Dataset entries
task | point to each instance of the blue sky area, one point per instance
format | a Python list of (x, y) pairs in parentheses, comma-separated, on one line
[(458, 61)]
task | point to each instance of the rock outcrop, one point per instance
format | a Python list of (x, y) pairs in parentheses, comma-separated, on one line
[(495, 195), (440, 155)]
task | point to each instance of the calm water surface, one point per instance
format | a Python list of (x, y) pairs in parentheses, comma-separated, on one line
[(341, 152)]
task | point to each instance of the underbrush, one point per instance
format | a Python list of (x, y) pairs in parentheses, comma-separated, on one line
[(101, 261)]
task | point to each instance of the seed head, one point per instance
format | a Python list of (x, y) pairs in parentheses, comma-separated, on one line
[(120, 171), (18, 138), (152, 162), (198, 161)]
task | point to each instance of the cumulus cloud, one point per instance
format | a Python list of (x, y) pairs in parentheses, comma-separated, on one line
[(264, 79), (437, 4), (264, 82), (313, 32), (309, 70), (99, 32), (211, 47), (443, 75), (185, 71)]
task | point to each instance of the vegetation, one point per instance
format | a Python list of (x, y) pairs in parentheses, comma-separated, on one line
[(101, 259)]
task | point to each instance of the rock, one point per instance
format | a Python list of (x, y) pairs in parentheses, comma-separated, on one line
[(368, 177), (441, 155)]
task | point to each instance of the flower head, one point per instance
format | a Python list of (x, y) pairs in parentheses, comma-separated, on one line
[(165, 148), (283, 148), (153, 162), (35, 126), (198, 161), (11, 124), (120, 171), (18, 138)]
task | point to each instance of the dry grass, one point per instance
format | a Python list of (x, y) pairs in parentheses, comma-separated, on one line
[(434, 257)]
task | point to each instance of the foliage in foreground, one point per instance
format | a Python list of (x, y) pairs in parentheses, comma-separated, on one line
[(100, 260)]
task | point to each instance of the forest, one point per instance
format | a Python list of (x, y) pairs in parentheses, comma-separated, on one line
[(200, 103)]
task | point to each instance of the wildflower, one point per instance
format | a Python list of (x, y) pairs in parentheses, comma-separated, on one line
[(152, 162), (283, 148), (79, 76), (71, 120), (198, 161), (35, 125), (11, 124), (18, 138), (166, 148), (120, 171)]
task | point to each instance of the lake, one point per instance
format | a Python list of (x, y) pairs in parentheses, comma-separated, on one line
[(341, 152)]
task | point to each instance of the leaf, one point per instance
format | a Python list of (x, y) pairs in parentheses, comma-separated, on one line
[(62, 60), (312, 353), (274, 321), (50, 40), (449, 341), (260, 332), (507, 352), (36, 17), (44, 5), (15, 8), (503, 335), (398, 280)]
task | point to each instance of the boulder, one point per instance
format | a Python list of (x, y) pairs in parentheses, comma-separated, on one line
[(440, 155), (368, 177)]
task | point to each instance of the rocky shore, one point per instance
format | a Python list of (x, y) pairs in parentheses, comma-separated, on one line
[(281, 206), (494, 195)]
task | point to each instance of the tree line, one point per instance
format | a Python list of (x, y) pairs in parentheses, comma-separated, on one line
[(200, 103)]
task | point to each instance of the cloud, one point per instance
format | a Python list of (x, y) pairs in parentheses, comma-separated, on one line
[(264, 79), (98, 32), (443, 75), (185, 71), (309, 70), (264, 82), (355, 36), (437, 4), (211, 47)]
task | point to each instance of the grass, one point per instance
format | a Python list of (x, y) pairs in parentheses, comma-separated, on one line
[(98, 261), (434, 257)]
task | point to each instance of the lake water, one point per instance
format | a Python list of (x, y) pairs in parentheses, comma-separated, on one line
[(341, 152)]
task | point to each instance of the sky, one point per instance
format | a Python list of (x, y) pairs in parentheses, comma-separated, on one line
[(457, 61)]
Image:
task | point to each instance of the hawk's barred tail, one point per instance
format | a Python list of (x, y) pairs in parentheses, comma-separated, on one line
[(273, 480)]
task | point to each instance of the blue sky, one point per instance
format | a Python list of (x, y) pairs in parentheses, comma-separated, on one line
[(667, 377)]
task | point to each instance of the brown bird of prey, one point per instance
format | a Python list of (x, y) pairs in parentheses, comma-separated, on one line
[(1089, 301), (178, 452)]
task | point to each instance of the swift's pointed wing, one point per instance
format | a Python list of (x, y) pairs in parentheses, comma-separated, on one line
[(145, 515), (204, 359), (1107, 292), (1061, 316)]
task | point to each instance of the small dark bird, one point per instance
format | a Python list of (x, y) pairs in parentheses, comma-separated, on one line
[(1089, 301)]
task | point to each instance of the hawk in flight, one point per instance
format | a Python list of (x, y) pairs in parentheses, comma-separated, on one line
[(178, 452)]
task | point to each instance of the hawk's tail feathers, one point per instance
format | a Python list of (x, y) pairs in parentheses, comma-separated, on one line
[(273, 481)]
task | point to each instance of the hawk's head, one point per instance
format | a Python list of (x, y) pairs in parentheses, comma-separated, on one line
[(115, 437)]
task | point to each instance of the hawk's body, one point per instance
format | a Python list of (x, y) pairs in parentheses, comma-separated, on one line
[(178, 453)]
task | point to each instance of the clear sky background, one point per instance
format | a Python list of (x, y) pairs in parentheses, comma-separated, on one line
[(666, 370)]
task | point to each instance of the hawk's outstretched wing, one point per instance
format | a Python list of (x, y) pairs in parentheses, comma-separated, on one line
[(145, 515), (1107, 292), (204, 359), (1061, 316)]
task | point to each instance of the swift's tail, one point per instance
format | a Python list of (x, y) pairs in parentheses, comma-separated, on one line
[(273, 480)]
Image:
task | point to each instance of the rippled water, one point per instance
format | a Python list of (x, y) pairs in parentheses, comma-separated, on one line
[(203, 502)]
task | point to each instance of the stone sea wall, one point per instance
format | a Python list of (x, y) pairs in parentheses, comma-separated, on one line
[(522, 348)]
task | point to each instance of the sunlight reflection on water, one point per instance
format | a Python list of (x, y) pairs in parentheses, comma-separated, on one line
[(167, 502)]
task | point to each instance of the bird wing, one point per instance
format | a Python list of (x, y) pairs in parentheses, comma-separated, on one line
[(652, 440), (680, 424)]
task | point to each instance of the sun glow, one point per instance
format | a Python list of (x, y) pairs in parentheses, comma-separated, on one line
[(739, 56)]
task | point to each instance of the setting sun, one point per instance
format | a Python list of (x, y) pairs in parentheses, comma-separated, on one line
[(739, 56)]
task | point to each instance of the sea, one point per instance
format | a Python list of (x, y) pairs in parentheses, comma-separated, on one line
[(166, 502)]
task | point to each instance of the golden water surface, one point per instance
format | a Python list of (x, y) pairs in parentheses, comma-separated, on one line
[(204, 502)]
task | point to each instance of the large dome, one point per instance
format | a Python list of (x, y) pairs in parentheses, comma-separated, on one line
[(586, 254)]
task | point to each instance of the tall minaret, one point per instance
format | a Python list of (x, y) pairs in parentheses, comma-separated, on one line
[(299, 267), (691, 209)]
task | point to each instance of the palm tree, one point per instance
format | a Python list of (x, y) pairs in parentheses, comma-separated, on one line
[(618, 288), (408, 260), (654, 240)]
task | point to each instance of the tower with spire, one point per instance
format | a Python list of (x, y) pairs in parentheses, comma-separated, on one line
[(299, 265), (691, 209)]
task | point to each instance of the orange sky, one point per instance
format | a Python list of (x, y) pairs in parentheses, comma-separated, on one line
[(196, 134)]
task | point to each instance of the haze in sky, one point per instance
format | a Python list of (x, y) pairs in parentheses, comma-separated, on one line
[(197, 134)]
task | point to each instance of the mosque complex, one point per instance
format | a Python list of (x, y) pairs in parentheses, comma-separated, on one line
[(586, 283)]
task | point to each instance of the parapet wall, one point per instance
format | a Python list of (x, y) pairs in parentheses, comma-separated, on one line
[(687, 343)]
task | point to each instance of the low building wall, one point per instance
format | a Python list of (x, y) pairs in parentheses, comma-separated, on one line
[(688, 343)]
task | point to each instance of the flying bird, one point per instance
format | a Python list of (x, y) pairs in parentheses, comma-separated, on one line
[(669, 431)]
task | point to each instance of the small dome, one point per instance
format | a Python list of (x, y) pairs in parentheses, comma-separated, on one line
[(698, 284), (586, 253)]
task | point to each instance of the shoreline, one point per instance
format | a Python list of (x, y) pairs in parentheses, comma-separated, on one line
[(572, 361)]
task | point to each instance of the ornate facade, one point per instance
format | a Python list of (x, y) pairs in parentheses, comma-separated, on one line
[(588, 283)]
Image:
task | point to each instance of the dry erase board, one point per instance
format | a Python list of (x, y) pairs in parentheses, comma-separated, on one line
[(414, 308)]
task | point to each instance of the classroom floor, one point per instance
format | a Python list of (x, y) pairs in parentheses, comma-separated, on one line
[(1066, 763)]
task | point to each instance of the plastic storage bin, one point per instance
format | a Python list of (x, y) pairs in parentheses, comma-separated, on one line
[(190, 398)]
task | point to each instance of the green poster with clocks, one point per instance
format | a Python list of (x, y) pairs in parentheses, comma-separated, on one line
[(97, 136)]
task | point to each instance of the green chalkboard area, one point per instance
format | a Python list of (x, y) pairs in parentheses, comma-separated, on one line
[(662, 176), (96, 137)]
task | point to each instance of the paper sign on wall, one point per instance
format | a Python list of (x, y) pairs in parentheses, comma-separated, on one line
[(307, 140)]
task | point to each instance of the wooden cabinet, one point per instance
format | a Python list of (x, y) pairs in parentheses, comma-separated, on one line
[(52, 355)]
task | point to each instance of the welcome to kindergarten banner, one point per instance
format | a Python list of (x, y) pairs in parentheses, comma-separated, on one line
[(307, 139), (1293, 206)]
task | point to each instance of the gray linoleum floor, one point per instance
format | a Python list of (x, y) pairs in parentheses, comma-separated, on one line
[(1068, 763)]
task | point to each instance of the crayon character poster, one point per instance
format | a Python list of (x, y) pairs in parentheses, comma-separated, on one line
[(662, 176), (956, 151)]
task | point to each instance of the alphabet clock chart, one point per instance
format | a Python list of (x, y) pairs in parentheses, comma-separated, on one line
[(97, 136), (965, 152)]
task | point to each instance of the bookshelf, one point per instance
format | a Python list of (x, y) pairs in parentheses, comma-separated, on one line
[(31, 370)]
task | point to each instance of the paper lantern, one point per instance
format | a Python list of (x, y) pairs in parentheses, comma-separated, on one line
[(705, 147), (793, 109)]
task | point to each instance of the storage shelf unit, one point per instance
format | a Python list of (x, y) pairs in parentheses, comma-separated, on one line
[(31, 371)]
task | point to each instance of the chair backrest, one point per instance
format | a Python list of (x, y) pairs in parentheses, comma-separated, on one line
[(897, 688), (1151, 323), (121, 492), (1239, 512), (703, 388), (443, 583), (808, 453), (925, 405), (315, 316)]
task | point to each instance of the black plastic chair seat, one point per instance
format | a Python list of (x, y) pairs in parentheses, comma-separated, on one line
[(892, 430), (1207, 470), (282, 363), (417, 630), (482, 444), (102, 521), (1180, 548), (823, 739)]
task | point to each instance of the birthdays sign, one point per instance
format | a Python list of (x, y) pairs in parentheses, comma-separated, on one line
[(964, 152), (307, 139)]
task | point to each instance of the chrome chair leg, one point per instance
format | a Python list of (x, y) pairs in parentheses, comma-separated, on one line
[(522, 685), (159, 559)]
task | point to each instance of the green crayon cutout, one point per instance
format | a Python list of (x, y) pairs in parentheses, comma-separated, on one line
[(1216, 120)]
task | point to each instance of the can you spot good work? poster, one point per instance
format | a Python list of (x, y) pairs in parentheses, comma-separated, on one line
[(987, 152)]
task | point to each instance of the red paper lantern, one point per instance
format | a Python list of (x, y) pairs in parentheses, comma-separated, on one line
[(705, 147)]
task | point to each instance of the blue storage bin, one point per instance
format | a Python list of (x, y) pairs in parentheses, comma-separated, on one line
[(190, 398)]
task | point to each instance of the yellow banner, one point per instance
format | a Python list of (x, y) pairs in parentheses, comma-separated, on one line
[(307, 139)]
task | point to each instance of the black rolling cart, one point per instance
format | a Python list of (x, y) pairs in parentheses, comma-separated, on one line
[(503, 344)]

- **Exercise objective**
Copy each line of the data above that holds "banner".

- **Exercise output**
task | point to each instance of the welcome to kindergarten banner, one point per instance
task | point to each instance of the yellow banner, one point per instance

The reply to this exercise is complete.